[Photo-based referring expression data]
'''

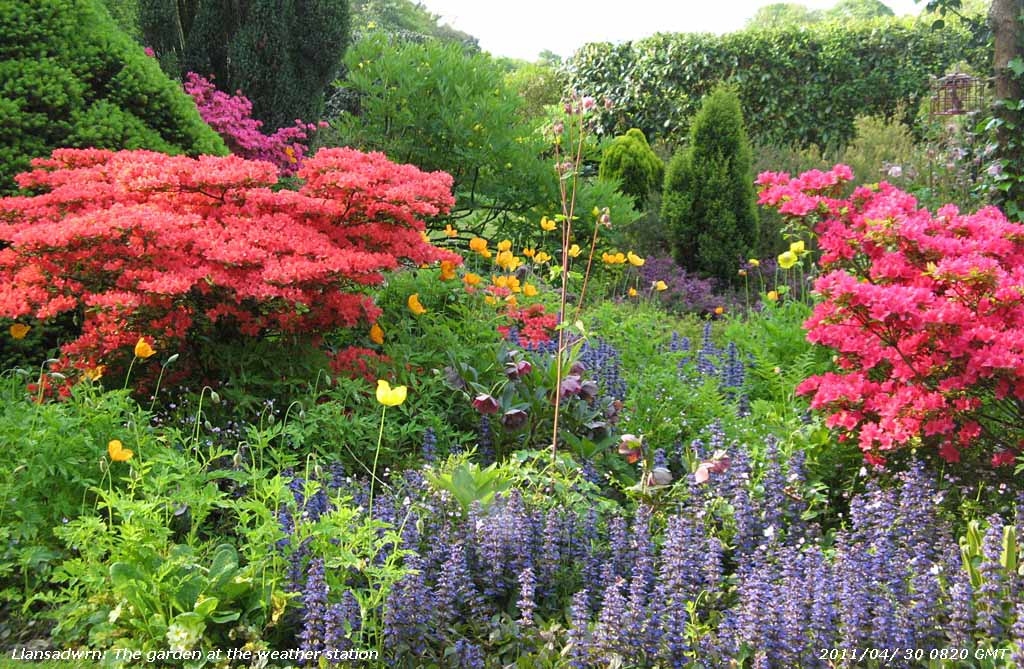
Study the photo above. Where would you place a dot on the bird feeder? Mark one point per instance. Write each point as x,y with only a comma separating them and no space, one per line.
956,93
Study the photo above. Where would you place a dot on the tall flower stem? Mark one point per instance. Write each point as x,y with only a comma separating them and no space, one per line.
568,207
377,453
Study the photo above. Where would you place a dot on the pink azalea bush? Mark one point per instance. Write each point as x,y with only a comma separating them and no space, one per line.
926,312
230,117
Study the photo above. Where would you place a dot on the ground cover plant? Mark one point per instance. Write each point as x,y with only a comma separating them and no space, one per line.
481,390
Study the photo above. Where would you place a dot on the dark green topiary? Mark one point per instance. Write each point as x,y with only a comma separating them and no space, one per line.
281,54
69,77
709,204
630,160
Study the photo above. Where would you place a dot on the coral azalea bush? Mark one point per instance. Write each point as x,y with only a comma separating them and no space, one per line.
145,245
925,310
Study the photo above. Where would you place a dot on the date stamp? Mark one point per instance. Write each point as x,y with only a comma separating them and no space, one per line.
856,656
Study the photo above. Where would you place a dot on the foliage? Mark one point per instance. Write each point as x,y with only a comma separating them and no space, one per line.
174,249
539,85
280,55
798,85
787,14
72,79
709,204
1008,120
408,21
39,491
923,311
230,117
437,108
630,160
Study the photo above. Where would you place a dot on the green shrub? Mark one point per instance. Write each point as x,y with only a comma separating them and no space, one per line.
436,107
630,159
282,55
709,201
799,85
539,85
70,78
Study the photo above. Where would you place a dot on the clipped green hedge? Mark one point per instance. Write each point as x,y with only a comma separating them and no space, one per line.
797,85
69,77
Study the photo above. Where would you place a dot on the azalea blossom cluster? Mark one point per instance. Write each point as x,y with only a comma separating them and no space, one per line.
143,244
926,312
230,117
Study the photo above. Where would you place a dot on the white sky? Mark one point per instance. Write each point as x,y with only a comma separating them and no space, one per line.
522,29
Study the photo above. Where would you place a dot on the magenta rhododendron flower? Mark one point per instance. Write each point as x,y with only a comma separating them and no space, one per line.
230,117
925,311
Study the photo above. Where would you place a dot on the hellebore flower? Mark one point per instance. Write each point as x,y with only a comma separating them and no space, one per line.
570,385
514,418
631,446
518,369
485,404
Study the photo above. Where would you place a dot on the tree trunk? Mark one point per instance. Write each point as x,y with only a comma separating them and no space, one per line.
1005,18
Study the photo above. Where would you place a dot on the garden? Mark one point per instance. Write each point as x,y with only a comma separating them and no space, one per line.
371,348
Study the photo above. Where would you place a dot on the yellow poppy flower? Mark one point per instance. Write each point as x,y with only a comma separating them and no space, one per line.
478,245
507,261
118,452
18,330
143,349
414,304
390,396
94,373
787,259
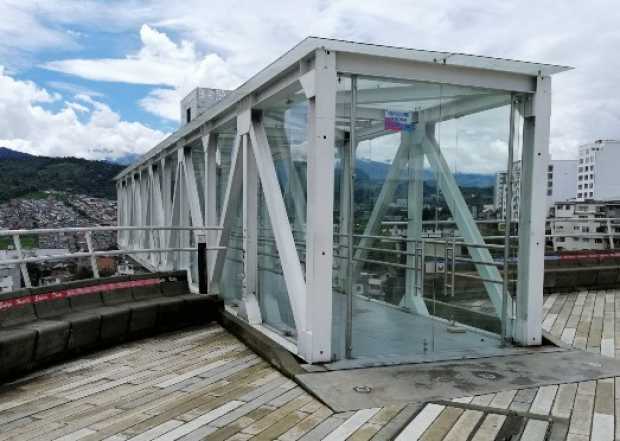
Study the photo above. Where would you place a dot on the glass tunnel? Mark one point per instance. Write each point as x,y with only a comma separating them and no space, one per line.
351,188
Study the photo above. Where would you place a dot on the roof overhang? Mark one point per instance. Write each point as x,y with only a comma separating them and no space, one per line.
290,60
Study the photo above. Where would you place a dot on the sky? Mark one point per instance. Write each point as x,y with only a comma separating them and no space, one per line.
103,79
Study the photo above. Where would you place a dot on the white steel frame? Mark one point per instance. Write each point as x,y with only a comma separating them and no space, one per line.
162,188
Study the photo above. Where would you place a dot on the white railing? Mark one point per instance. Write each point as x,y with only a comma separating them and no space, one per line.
161,251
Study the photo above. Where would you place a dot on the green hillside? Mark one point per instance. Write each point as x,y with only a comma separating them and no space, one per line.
21,174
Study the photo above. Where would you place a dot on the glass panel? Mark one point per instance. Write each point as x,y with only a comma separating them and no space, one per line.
274,302
225,143
231,279
425,166
286,126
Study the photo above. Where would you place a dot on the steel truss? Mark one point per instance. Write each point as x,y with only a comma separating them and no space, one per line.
175,183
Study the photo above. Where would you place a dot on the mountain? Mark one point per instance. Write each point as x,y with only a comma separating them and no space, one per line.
374,170
6,153
21,173
126,159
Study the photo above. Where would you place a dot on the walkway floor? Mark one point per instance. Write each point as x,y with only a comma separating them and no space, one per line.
205,384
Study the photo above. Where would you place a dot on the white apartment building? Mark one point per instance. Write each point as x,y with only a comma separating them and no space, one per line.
597,171
561,186
585,220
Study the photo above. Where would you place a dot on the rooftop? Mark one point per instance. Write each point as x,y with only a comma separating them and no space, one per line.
206,383
291,58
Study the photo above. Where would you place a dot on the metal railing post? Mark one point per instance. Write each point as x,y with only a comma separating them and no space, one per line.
351,210
203,269
508,220
91,251
23,266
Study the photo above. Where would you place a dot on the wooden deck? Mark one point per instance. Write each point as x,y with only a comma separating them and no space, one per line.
205,384
574,412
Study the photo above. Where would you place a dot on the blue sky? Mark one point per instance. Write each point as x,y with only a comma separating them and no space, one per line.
102,79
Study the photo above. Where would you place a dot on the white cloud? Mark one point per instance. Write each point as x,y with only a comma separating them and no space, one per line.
27,124
160,62
231,40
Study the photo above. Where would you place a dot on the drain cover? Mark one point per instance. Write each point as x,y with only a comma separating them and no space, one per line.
362,389
486,375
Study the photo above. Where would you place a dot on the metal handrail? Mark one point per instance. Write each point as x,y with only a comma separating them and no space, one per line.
91,253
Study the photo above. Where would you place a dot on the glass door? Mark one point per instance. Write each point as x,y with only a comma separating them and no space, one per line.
413,274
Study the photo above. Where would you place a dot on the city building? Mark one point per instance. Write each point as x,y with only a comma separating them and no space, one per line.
589,225
269,166
597,171
561,184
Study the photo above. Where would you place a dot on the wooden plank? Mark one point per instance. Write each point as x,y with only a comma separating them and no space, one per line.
420,423
544,400
464,426
581,421
535,430
442,425
306,425
200,421
347,428
157,431
490,427
602,427
563,405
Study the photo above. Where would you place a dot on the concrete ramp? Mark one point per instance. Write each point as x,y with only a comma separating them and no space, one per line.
377,387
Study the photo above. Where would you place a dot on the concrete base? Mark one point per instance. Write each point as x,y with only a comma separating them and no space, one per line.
421,383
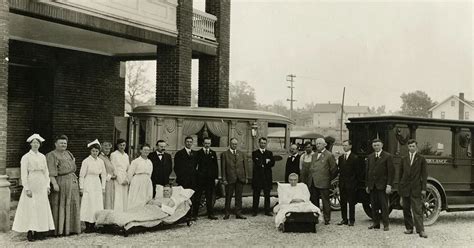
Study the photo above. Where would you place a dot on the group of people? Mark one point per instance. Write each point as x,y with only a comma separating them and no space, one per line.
318,168
107,180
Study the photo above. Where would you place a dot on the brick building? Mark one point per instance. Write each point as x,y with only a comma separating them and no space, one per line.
61,69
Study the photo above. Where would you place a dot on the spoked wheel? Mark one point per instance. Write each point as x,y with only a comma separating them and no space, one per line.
334,195
367,209
431,205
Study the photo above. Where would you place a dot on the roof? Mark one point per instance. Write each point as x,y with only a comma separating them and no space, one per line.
466,102
356,109
218,113
410,120
296,134
336,107
327,107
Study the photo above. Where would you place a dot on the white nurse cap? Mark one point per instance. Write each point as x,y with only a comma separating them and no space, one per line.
35,136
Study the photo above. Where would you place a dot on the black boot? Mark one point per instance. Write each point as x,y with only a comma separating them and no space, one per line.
30,236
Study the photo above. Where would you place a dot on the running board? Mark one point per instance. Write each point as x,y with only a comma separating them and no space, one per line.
463,207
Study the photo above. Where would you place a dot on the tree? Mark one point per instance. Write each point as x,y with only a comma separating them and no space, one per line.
139,89
416,104
242,96
380,110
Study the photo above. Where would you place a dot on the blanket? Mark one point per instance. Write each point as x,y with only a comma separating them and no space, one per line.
149,215
287,193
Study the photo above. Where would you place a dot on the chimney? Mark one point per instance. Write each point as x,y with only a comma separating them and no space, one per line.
461,106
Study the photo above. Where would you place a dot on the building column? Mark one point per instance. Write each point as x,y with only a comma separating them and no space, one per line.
173,63
4,184
214,70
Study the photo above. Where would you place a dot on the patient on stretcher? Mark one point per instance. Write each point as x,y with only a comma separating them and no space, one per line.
293,197
168,206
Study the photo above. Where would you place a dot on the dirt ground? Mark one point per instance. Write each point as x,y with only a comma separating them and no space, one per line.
451,230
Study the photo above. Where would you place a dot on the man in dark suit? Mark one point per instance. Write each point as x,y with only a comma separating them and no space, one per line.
318,175
263,162
234,176
162,165
185,165
206,177
411,186
292,162
379,180
349,169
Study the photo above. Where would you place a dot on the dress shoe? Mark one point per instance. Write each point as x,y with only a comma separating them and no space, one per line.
30,236
240,217
374,227
423,235
212,217
343,222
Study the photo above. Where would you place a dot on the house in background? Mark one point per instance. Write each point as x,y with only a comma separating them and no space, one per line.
454,108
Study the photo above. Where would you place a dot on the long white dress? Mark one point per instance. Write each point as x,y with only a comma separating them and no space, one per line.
34,214
92,186
141,188
121,163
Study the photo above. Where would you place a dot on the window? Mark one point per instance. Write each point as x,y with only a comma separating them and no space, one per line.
434,141
277,143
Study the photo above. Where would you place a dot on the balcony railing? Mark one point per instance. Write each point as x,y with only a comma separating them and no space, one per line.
204,25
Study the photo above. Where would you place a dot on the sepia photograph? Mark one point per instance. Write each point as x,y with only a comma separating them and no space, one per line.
236,123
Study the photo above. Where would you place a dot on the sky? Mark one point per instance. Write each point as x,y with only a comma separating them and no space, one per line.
376,49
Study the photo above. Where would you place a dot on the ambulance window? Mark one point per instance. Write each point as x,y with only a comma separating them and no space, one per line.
434,141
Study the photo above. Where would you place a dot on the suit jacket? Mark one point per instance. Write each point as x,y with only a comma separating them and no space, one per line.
262,170
380,172
161,168
412,178
234,167
207,168
292,166
185,168
349,171
321,171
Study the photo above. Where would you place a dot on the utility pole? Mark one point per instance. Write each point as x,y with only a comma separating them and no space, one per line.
291,78
342,111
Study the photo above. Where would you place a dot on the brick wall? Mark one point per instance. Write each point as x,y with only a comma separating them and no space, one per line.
173,63
3,83
214,70
59,91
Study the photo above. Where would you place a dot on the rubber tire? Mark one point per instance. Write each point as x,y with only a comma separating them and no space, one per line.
435,202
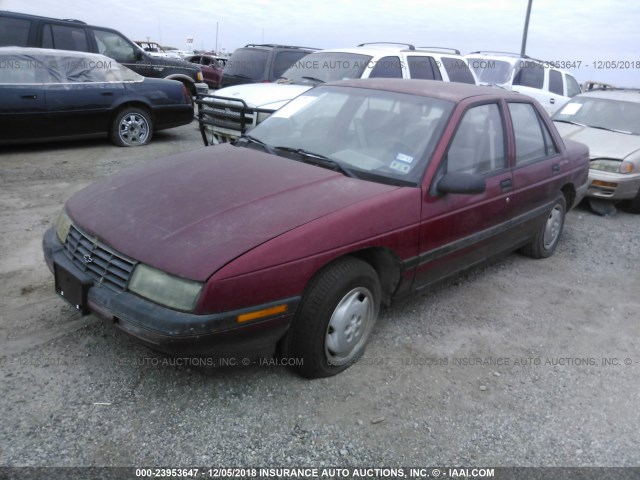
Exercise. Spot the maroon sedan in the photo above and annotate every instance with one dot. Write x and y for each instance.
(351, 195)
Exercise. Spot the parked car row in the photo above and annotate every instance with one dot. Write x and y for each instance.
(59, 94)
(232, 110)
(22, 30)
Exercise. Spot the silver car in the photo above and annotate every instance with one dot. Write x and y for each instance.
(608, 122)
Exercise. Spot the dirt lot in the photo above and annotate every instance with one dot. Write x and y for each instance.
(522, 362)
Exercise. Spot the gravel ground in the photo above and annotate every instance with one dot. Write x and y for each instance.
(518, 363)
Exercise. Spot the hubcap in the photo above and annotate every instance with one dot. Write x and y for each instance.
(552, 229)
(134, 129)
(349, 326)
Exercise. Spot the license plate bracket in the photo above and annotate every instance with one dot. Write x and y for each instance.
(73, 289)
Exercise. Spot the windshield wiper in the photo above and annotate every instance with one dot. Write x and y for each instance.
(570, 122)
(251, 139)
(609, 129)
(314, 79)
(318, 160)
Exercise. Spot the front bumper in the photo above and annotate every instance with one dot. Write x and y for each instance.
(613, 186)
(171, 331)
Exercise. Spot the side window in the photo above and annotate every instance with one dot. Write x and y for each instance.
(387, 67)
(555, 82)
(573, 88)
(530, 75)
(458, 70)
(14, 32)
(478, 144)
(63, 37)
(284, 60)
(115, 46)
(533, 140)
(423, 68)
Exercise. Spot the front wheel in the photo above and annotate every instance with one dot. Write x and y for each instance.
(633, 205)
(131, 127)
(546, 239)
(335, 319)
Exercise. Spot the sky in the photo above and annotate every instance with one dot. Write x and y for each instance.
(597, 39)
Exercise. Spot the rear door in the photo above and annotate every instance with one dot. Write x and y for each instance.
(539, 167)
(460, 230)
(22, 99)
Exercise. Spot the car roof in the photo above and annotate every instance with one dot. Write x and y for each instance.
(513, 58)
(451, 91)
(48, 52)
(377, 49)
(623, 95)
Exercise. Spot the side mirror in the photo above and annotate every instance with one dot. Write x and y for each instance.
(462, 183)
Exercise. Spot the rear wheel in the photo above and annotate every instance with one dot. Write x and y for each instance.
(131, 127)
(546, 239)
(334, 320)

'''

#### Task to complete:
What are the lines from the one with "Exercise. Spot the rear wheel" through the last line of the records above? Quote them exactly and add nothing.

#### Response below:
Exercise. Spot the rear wheel in the photo above and annotate every instance with one dot. Write x and y for each instance.
(131, 127)
(546, 239)
(334, 320)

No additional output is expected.